When a line in the listing contains the string "positive", pick it out and copy it.

__DATA FOR THIS EXERCISE__.

↓↓↓

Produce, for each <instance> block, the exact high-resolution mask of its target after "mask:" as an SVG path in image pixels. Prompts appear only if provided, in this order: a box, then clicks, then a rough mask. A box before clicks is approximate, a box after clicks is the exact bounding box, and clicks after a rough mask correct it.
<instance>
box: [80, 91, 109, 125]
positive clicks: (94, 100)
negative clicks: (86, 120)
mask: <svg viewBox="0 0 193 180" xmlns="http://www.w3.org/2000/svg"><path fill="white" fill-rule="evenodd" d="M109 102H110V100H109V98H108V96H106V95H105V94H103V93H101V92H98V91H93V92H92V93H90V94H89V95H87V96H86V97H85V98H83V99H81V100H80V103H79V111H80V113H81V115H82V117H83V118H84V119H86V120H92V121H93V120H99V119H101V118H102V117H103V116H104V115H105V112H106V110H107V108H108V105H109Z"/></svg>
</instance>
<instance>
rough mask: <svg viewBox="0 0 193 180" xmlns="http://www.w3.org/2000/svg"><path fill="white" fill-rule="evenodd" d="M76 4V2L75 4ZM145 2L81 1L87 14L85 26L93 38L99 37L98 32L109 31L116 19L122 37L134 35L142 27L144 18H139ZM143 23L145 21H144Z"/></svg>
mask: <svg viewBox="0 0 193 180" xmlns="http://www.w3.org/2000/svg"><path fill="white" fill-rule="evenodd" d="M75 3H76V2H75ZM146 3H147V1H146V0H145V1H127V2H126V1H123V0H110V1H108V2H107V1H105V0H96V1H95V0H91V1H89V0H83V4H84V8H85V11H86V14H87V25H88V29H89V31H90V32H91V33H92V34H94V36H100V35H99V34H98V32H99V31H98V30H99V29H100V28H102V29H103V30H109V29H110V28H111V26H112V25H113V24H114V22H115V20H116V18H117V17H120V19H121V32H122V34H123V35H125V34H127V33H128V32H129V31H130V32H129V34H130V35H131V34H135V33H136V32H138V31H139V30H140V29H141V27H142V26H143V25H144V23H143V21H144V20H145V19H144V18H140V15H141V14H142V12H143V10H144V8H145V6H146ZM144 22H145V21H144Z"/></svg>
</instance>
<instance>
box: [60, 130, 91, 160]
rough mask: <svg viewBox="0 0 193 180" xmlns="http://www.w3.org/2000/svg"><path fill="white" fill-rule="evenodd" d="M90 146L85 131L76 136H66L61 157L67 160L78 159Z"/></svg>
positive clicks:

↑↑↑
↓↓↓

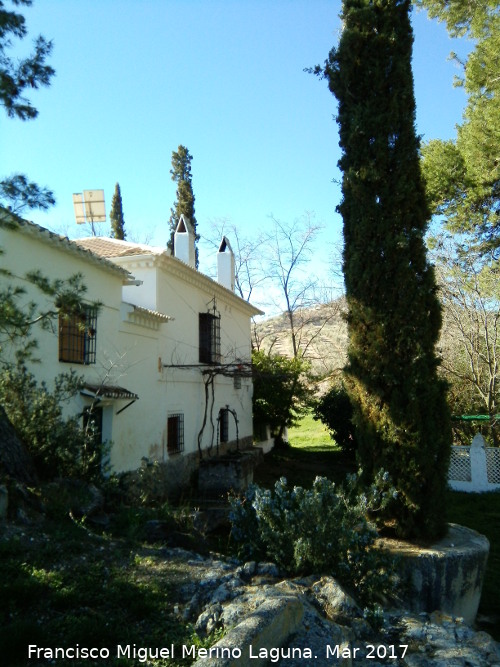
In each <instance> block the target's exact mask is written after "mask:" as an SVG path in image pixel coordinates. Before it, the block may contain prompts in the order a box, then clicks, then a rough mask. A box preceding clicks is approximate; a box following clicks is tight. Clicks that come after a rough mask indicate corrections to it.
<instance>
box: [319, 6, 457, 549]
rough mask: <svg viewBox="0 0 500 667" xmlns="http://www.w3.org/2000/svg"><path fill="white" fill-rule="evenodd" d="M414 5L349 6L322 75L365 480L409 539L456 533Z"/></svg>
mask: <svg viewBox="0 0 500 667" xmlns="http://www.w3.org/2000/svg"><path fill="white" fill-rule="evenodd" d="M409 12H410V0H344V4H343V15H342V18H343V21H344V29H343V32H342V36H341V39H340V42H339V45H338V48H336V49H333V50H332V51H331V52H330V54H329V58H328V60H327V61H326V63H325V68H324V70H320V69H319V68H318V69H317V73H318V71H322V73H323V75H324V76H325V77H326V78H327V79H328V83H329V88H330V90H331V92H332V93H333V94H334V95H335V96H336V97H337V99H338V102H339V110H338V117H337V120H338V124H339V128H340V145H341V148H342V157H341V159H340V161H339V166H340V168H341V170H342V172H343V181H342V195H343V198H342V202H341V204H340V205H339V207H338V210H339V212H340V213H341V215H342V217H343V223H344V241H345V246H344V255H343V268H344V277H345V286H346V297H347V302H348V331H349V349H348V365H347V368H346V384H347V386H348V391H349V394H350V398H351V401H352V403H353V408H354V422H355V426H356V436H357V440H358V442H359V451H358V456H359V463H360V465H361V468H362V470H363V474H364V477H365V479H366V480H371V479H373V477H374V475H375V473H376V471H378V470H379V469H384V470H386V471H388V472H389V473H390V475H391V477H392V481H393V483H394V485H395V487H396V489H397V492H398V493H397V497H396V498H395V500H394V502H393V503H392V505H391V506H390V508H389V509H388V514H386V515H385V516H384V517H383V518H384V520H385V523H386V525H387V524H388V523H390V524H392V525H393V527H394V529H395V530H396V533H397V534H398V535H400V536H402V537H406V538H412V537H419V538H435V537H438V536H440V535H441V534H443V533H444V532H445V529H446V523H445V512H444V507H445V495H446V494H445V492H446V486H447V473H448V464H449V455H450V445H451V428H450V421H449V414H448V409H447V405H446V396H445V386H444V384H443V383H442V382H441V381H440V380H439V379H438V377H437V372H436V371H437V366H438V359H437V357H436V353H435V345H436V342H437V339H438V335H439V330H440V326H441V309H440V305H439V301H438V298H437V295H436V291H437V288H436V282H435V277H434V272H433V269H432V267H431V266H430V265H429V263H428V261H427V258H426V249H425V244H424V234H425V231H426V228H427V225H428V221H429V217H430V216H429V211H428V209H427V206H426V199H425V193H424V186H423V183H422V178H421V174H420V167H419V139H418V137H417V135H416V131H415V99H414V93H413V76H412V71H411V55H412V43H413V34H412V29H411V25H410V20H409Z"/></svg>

↑↑↑

__TASK OUTPUT__.
positive clicks: (94, 100)
positive clicks:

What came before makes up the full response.